### RECORDS FOR THE TASK ###

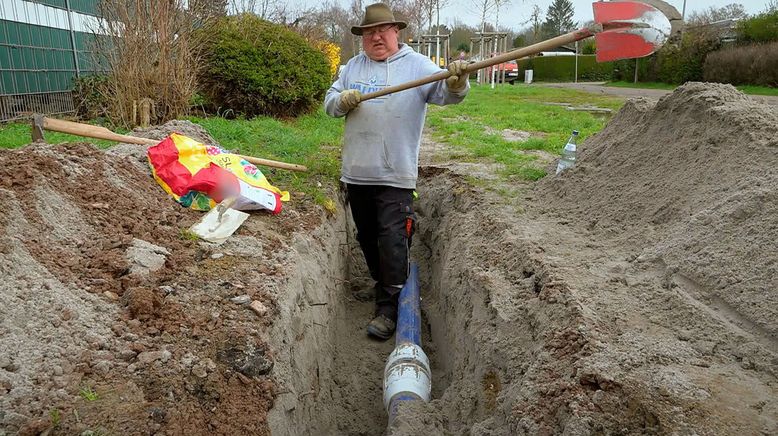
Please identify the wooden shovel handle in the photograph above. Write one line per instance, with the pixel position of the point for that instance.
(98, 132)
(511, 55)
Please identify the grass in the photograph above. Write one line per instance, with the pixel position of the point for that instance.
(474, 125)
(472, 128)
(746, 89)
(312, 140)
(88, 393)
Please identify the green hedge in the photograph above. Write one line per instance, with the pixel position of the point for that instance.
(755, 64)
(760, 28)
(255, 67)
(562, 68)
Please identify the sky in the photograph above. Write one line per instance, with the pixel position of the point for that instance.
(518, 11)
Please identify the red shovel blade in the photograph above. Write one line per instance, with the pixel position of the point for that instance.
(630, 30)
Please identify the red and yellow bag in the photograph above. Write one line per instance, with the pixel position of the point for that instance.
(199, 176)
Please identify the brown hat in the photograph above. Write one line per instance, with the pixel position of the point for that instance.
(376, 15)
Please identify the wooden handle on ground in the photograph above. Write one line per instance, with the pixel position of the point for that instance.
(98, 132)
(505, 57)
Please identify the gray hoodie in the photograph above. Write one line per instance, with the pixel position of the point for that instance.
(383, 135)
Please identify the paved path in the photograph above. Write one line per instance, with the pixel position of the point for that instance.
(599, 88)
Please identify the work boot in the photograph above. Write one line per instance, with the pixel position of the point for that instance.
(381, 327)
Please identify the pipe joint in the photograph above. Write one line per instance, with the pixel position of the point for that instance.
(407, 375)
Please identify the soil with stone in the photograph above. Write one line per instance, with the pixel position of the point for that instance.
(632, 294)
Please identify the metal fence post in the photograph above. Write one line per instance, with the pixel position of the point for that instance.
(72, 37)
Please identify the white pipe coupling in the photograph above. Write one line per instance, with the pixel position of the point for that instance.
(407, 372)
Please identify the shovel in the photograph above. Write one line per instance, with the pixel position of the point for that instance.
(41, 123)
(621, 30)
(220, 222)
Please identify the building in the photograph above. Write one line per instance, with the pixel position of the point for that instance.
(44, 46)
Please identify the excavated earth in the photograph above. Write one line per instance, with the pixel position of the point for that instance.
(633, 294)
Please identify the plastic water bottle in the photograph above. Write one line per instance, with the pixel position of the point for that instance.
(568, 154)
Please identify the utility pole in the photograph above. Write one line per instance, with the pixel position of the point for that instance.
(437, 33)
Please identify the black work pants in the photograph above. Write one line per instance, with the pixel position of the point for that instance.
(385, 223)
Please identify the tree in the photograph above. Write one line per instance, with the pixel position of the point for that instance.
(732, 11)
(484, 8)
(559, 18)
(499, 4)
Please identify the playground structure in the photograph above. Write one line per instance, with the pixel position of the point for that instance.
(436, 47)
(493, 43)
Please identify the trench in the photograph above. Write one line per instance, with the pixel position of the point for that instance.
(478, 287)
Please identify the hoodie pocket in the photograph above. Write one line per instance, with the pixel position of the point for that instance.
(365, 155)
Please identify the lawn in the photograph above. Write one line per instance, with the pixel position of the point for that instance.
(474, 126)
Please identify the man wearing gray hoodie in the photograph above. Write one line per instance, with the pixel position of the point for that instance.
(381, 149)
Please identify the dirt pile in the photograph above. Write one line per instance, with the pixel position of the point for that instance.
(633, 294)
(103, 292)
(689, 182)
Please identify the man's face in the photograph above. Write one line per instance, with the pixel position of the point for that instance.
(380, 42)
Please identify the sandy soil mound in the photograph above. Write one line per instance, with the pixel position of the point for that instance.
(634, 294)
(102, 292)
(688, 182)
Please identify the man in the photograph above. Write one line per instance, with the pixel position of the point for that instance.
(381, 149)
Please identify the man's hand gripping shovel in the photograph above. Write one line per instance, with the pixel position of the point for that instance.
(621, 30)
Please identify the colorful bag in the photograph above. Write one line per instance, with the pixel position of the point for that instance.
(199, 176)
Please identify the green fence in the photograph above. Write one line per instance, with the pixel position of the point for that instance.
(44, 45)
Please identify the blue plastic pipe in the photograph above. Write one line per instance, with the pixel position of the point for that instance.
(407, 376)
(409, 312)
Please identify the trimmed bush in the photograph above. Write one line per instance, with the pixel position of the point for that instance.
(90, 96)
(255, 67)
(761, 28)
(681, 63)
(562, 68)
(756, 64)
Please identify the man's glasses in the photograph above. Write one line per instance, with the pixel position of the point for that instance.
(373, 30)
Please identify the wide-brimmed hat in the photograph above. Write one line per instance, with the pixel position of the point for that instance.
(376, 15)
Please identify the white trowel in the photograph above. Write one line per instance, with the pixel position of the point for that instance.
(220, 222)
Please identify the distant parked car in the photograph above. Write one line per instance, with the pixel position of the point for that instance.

###

* TASK STATEMENT
Can you write out all of the data above again, switching every "photograph" to "image" and leaving everything else unchanged? Omit the pictures.

* CORRECT ANSWER
Please identify the wooden shovel handle in the image above. Write one line per instance, with the pixel position of the point for that instance.
(98, 132)
(511, 55)
Please identify the grass in the image above. Write one line per instance, with the pixel position of the point for that instance.
(474, 125)
(472, 128)
(746, 89)
(312, 140)
(88, 393)
Please identify the green hedge in the image above. Write one line per instance, with the pixel position of the point for that instance.
(755, 64)
(760, 28)
(255, 67)
(562, 68)
Please identify the sky in the image above. Write one line per instance, with the pixel position of the point for that instance.
(518, 11)
Please identify the red shovel blade in the image above. Write one line per instance, with the pixel position of the point for that instance.
(630, 30)
Please identify the red and yellow bag in the image above. Write one line per instance, with the pixel position of the point for that instance.
(199, 176)
Please identify the brown hat in the image above. Write one line per instance, with the pixel position of the point for that instance.
(376, 15)
Please identify the wooden handle on ground in the image above. Write one line per instance, with the pixel position of the point for that instance.
(98, 132)
(505, 57)
Please identify the gray hoodie in the image above. Write one line per instance, with the pixel position of the point for that instance.
(383, 135)
Please identify the paved path in the image above. Write one line per instance, with the pixel position of the point for that instance.
(599, 88)
Please identify the work boot in the image above. Write one line per instance, with the pixel position of the point for that instance.
(381, 327)
Please identify the pipe joint in the image above. Write one line per instance, with the pixel position of the point for that instance.
(407, 375)
Please identify the soil with stone in the image above. Write one line per instance, with the pixel position of the point for that instance.
(632, 294)
Please identify the metal fence post in the image above. Write one line per instance, with the pixel position of the point for that instance.
(72, 37)
Please identify the white pipe coupling in the image above. Write one line per instance, with the pixel position of the point for that instance.
(407, 372)
Please identify the shovel in the image above. Write one line per instance, with the pixel position of the point for that instance.
(41, 123)
(621, 30)
(220, 222)
Please identify the building in the image above. Write one line per instance, with the pixel position of the point for that instance.
(44, 46)
Please identify the excavated earth in the image above. Write one line per instance, with the pixel position of the point for that instance.
(633, 294)
Please identify the plastic water bottle in the image above. Write one line per instance, with the pixel position of the point for that instance.
(568, 154)
Please identify the utility pole in the image above. Write one line per instance, with the pixel position of the point for that instance.
(437, 33)
Please identify the black work pants in the image above. Write one line per instance, with the pixel position of the point for that instance.
(385, 223)
Please identify the tree in the image above. Write one line per instance, with the pixel position of the point for that instance.
(732, 11)
(484, 8)
(559, 18)
(499, 4)
Please identify the playground structure in the image above. Write one line per instance, with the pixel position of the point for that instance.
(436, 47)
(493, 43)
Please identify the trench in the image above. Write one line per instance, with the pixel position of the point for that instance.
(478, 287)
Please identify the hoodie pocket in the image above. Write one line per instance, with the pixel position of the point for that instance.
(365, 155)
Please identify the lawn in the image above. Write one line per instance, with the pixel position of the point for that instance.
(474, 126)
Please identify the man wearing gray hoodie in the image above. Write one line per instance, with the pixel position of the point for that instance.
(381, 149)
Please identify the dirt pile in the image above. Write one line per instance, with the pixel position of the point for that instance.
(633, 294)
(103, 292)
(689, 182)
Please identify the man's face in the image above. Write one line per instance, with the pixel position of the point for that instance.
(380, 42)
Please identify the sandy soil mound in the image above. Write one line per instance, with the pixel position of the point for that instance.
(634, 294)
(102, 292)
(688, 182)
Please identify the man in the image above. Write one line per instance, with the pixel position of the point for that instance.
(381, 149)
Please identify the man's hand gripping shovel in the image above. Write one line per instance, with the pixel position of the point for that instance.
(621, 30)
Please identify the colorful bag in the image above. Write one line per instance, with the pixel position of the point for that instance.
(199, 176)
Please identify the green fence in the image above. Write one line per instance, with the pixel position of the point for that instance.
(44, 45)
Please identify the blue plastic pipe in the image above. Write one line per instance, with the pixel position of the point for that instance.
(407, 376)
(409, 312)
Please identify the trimmed bush in the image above. Write one line per instance, with the pixel position of the point for that instance.
(90, 96)
(255, 67)
(761, 28)
(681, 63)
(562, 68)
(756, 64)
Please identify the man's glasses in the image above. Write one line per instance, with the pixel position of the point for that instance.
(373, 30)
Please identify the wide-brimmed hat in the image above. Write one line per instance, with the pixel position of the point for that instance.
(376, 15)
Please identify the white trowel in the image above. Write one line per instance, with the pixel position of the point for that instance.
(220, 222)
Please identify the distant parked car in the image above. Write one line per instance, with the pixel position of the point for that instance.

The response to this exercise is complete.